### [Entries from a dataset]
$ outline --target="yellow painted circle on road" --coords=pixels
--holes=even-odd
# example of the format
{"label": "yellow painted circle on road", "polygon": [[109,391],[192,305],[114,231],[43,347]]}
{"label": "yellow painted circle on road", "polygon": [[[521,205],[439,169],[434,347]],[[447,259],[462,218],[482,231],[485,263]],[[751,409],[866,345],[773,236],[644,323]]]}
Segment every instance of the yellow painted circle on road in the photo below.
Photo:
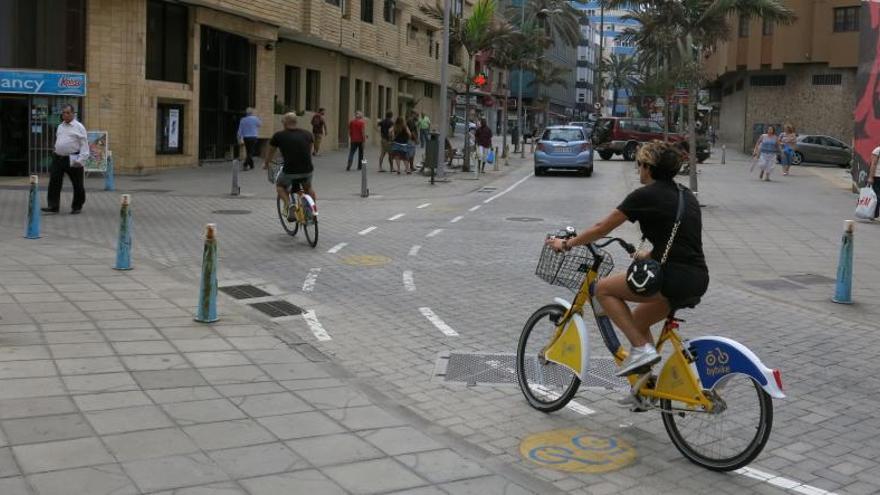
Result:
{"label": "yellow painted circle on road", "polygon": [[352,266],[383,266],[391,263],[391,258],[374,254],[346,256],[342,262]]}
{"label": "yellow painted circle on road", "polygon": [[519,453],[541,467],[571,473],[607,473],[636,458],[636,450],[623,439],[579,428],[529,435],[519,444]]}

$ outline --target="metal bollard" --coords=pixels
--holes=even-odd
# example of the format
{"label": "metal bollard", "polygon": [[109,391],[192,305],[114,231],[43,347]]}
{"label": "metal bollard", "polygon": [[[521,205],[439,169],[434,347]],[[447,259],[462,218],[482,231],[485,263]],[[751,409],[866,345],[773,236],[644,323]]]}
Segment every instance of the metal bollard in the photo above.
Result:
{"label": "metal bollard", "polygon": [[115,191],[116,190],[116,173],[113,170],[113,152],[107,152],[107,170],[104,171],[104,190],[105,191]]}
{"label": "metal bollard", "polygon": [[131,196],[122,195],[119,207],[119,239],[116,241],[114,270],[131,270]]}
{"label": "metal bollard", "polygon": [[199,306],[195,320],[213,323],[217,317],[217,225],[205,227],[205,250],[202,254],[202,280],[199,284]]}
{"label": "metal bollard", "polygon": [[238,187],[238,171],[241,169],[241,161],[236,158],[232,160],[232,192],[230,193],[233,196],[238,196],[241,193],[241,188]]}
{"label": "metal bollard", "polygon": [[838,304],[852,304],[852,261],[853,230],[855,222],[844,222],[843,237],[840,239],[840,258],[837,262],[837,283],[834,286],[832,301]]}
{"label": "metal bollard", "polygon": [[25,229],[26,239],[40,238],[40,176],[31,176],[31,188],[28,191],[28,224]]}

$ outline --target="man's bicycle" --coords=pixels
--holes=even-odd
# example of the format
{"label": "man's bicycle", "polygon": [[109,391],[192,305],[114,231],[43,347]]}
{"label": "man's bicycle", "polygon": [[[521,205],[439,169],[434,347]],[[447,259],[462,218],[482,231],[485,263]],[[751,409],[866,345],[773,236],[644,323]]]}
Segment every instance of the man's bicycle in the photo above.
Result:
{"label": "man's bicycle", "polygon": [[[573,237],[571,229],[565,235]],[[589,333],[584,307],[590,308],[605,347],[618,366],[627,352],[611,320],[593,298],[596,282],[614,267],[602,248],[619,238],[576,246],[557,253],[544,246],[536,275],[576,291],[569,302],[556,298],[528,319],[516,352],[516,374],[529,405],[542,412],[564,407],[589,372]],[[682,339],[673,310],[657,341],[658,352],[669,349],[659,373],[641,370],[627,377],[631,410],[659,410],[663,426],[678,450],[690,461],[716,471],[749,464],[767,443],[773,424],[771,397],[781,399],[782,376],[746,346],[725,337]]]}
{"label": "man's bicycle", "polygon": [[[281,166],[273,164],[269,167],[269,182],[275,184],[278,174],[281,172]],[[296,191],[287,188],[290,195],[287,205],[281,198],[275,198],[275,208],[278,211],[278,220],[288,235],[295,236],[302,227],[306,236],[306,242],[309,246],[318,245],[318,205],[315,200],[303,190],[302,184],[297,185]],[[292,213],[292,214],[291,214]],[[292,220],[291,220],[292,219]]]}

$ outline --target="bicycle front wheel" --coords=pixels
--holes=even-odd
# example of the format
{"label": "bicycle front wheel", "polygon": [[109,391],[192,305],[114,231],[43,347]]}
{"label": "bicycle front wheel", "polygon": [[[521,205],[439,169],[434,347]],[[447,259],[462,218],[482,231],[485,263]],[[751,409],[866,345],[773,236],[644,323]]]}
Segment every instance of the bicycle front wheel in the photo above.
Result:
{"label": "bicycle front wheel", "polygon": [[707,396],[715,402],[712,412],[670,411],[684,406],[660,401],[669,438],[688,460],[713,471],[748,465],[770,438],[770,395],[753,378],[735,373],[725,376]]}
{"label": "bicycle front wheel", "polygon": [[541,412],[558,411],[577,393],[580,379],[565,366],[545,361],[542,351],[556,335],[565,314],[559,304],[535,311],[523,327],[516,349],[516,378],[529,405]]}
{"label": "bicycle front wheel", "polygon": [[[293,206],[291,205],[291,208]],[[293,222],[289,222],[287,220],[287,211],[284,208],[284,201],[281,198],[275,198],[275,209],[278,210],[278,220],[281,221],[281,226],[284,227],[284,231],[287,232],[288,235],[296,235],[296,231],[299,230],[299,224],[294,220]]]}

### [Task statement]
Reproduce all of the material exactly, apart from the pictures.

### [Answer to the exercise]
$ outline --target="yellow painted circle on road" --coords=pixels
--holes=even-odd
# example of the format
{"label": "yellow painted circle on road", "polygon": [[109,391],[192,305],[114,231],[43,347]]}
{"label": "yellow painted circle on road", "polygon": [[[521,205],[439,169],[434,347]],[[447,259],[462,218],[482,231],[485,263]],[[751,409],[866,345],[773,236],[644,323]]]}
Segment every instance of the yellow painted circle on road in the photo below.
Photo:
Result:
{"label": "yellow painted circle on road", "polygon": [[352,266],[383,266],[391,263],[391,258],[374,254],[346,256],[342,262]]}
{"label": "yellow painted circle on road", "polygon": [[519,453],[541,467],[571,473],[607,473],[636,458],[636,450],[623,439],[579,428],[529,435],[519,444]]}

$ outline --target="metal bollard" --coords=pixels
--holes=even-odd
# example of the format
{"label": "metal bollard", "polygon": [[109,391],[192,305],[114,231],[43,347]]}
{"label": "metal bollard", "polygon": [[[521,205],[439,169],[434,347]],[[447,259],[462,218],[482,231],[485,263]],[[751,409],[866,345],[773,236],[644,323]]]}
Segment every instance of the metal bollard in the photo above.
Result:
{"label": "metal bollard", "polygon": [[115,191],[116,190],[116,173],[113,170],[113,152],[107,152],[107,170],[104,171],[104,190],[105,191]]}
{"label": "metal bollard", "polygon": [[131,196],[122,195],[119,207],[119,239],[116,241],[114,270],[131,270]]}
{"label": "metal bollard", "polygon": [[199,306],[195,320],[213,323],[217,317],[217,225],[205,227],[205,250],[202,254],[202,280],[199,284]]}
{"label": "metal bollard", "polygon": [[238,187],[238,171],[241,169],[241,161],[236,158],[232,160],[232,192],[230,193],[233,196],[238,196],[241,193],[241,188]]}
{"label": "metal bollard", "polygon": [[838,304],[852,304],[852,261],[853,230],[855,222],[844,222],[843,237],[840,239],[840,258],[837,262],[837,283],[834,286],[832,301]]}
{"label": "metal bollard", "polygon": [[25,229],[26,239],[40,238],[40,176],[31,176],[31,188],[28,191],[28,224]]}

$ outline --target="man's bicycle" --coords=pixels
--holes=even-odd
# example of the format
{"label": "man's bicycle", "polygon": [[109,391],[192,305],[114,231],[43,347]]}
{"label": "man's bicycle", "polygon": [[[521,205],[439,169],[434,347]],[[447,259],[462,218],[482,231],[485,263]],[[751,409],[866,345],[773,236],[644,323]]]}
Segment every instance of the man's bicycle in the photo above.
Result:
{"label": "man's bicycle", "polygon": [[[573,237],[571,229],[565,235]],[[589,333],[584,307],[590,308],[605,347],[618,366],[627,352],[611,320],[593,298],[596,282],[614,267],[602,248],[619,238],[576,246],[557,253],[544,246],[536,275],[576,291],[569,302],[556,298],[528,319],[516,352],[516,374],[529,405],[542,412],[564,407],[589,372]],[[682,339],[673,310],[657,341],[658,352],[669,349],[659,373],[641,370],[627,377],[631,410],[659,410],[663,426],[678,450],[690,461],[716,471],[749,464],[767,443],[773,424],[771,397],[781,399],[782,376],[746,346],[725,337]]]}
{"label": "man's bicycle", "polygon": [[[281,166],[273,164],[269,167],[269,182],[275,184],[278,174],[281,172]],[[296,191],[287,188],[290,195],[287,205],[281,198],[275,198],[275,208],[278,211],[278,220],[288,235],[295,236],[302,227],[306,236],[306,242],[309,246],[318,245],[318,205],[315,200],[303,190],[302,184],[297,185]],[[292,213],[292,214],[291,214]],[[292,220],[291,220],[292,219]]]}

$ outline --target="bicycle front wheel" --coords=pixels
--holes=even-odd
# example of the format
{"label": "bicycle front wheel", "polygon": [[109,391],[192,305],[114,231],[43,347]]}
{"label": "bicycle front wheel", "polygon": [[[521,205],[439,169],[434,347]],[[447,259],[462,218],[482,231],[485,263]],[[751,409],[866,345],[773,236],[644,323]]]}
Segment every instance of the bicycle front wheel in the photo above.
Result:
{"label": "bicycle front wheel", "polygon": [[707,396],[715,402],[712,412],[670,411],[684,406],[660,401],[669,438],[688,460],[713,471],[748,465],[770,438],[770,395],[753,378],[735,373],[725,376]]}
{"label": "bicycle front wheel", "polygon": [[541,412],[558,411],[577,393],[580,379],[565,366],[545,361],[542,351],[556,335],[565,314],[559,304],[535,311],[523,327],[516,349],[516,378],[529,405]]}
{"label": "bicycle front wheel", "polygon": [[[293,206],[291,205],[291,208]],[[293,222],[289,222],[287,220],[287,211],[284,208],[284,201],[281,198],[275,198],[275,209],[278,210],[278,220],[281,221],[281,226],[284,227],[284,231],[287,232],[288,235],[296,235],[296,231],[299,230],[299,224],[294,220]]]}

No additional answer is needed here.